** Document text **
· · · · ·
She felt freer as she spoke. “Mike Pence is a wonderful gentleman,” she said. “This is probably a very bad analogy, but I’d say he is like the very supportive, submissive wife to Trump. He does the hard work, and the husband gets the glory.”
[…]
Here is the more polite version:
It is deep into summer now. The pandemic has killed 160,000 people nationwide. Thousands have taken to the streets to protest the police killings of Black people. In Sioux Center, where the Black population is less than 1 percent, feelings about Mr. Trump remain largely unchanged.
Only three people in the county are reported to have died of the coronavirus. There was an outbreak of cases at the pork processing plant. Churches have mostly reopened. The closest thing to a protest was a walk for justice in Orange City.
“People in my circles, you don’t really hear about racism, so I guess I don’t know too much about it,” Mr. Driesen said of the protests. “When I see the pictures, I thought they all should be at work, being productive citizens.”
“I still think he is going to blow Biden away,” he said of Mr. Trump.
Ms. Schouten remembered a song she taught her children, called “Jesus Loves the Little Children.” She quoted the lyrics, which have been sung in churches for generations but would be considered racially insensitive today: “Red and yellow, black and white, all are precious in his sight.”
“We are making this huge issue of white versus Black, Black Lives Matter. All lives matter,” she said. “There are more deaths from abortion than there are from corona, but we are not fighting that battle.”
“We are picking and choosing who matters and who doesn’t,” she said. “They say they are being picked on, when we are all being picked on in one shape or form.”
These are the ideas that animate the evangelical right. I think is pretty easy to see why they would look at Donald Trump as a great leader for them. He is openly racist and sexist which is their primary political concern. And he is a fraud in every way which makes him one of them much more than any adherence to religious belief could do. After all, their ostenatious piety is obviously phony too.
They understand each other.
The fervent conservative evangelical support for Donald Trump has finally and completely exposed their political involvement for what it is. There will never be any occasion that Americans have to take their phony moralizing seriously again.
· · · · ·
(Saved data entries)
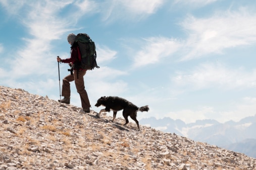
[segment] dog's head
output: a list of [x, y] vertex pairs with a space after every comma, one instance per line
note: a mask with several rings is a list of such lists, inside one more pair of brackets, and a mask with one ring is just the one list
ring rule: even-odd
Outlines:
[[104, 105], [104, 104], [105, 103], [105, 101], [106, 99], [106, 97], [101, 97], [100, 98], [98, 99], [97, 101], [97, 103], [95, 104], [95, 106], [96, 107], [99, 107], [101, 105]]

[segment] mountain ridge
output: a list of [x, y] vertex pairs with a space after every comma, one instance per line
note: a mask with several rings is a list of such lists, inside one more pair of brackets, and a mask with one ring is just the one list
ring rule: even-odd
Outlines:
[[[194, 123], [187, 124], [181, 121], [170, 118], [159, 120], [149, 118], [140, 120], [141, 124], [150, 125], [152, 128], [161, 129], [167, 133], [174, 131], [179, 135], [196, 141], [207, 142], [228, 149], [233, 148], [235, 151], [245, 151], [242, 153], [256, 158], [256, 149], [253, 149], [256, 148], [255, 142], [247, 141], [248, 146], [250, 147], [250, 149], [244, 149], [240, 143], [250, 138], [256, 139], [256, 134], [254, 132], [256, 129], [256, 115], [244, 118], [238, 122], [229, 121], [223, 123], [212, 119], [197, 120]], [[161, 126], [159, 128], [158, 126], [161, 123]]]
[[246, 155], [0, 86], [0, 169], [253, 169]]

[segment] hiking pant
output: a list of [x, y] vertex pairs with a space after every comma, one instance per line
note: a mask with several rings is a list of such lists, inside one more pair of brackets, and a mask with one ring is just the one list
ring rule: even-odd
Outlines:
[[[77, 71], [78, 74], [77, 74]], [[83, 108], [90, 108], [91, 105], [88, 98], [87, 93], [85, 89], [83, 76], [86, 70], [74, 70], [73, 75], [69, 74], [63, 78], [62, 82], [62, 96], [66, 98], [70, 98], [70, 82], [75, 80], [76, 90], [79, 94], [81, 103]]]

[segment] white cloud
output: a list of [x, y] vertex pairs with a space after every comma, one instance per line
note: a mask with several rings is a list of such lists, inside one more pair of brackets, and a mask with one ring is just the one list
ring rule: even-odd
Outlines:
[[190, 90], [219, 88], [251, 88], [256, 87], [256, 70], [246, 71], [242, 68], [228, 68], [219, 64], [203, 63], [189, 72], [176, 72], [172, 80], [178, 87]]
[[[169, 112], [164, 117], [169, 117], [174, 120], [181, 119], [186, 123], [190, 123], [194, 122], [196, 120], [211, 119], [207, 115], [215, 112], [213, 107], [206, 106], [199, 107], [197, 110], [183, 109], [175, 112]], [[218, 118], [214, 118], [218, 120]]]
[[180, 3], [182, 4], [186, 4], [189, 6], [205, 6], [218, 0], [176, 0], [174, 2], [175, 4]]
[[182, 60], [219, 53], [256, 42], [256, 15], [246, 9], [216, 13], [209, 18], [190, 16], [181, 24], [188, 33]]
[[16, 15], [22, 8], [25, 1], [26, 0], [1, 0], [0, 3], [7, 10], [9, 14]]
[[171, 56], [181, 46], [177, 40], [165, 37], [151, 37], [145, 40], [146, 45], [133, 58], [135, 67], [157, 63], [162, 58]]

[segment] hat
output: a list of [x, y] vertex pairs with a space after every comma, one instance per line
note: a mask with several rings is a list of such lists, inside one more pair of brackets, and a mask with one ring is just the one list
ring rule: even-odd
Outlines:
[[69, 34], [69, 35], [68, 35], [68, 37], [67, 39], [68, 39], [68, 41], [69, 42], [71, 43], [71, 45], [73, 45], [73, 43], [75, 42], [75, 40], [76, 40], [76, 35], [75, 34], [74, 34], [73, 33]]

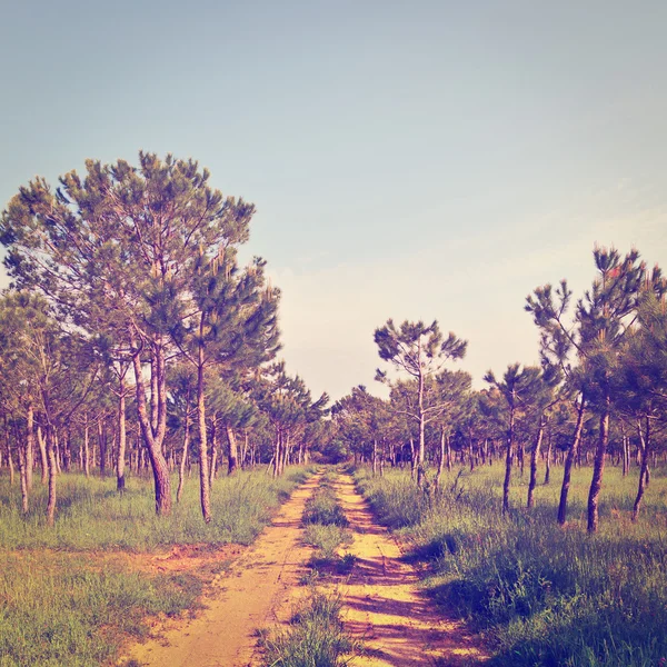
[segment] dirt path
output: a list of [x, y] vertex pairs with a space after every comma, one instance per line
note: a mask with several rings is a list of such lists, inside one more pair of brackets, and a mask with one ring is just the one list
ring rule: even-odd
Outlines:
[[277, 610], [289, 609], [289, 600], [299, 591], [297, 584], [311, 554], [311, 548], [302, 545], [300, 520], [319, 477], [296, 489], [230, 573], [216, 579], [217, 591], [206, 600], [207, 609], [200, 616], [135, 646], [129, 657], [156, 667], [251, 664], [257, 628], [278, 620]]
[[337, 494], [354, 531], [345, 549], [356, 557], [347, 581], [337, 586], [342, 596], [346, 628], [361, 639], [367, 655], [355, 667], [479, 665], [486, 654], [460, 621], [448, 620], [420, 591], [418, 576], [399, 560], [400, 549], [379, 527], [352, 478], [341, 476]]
· · · · ·
** Work to complete **
According to the excerpt about Sioux Center, how many people in the county are reported to have died of the coronavirus? The records aren't needed here.

** Response to this task **
Three people.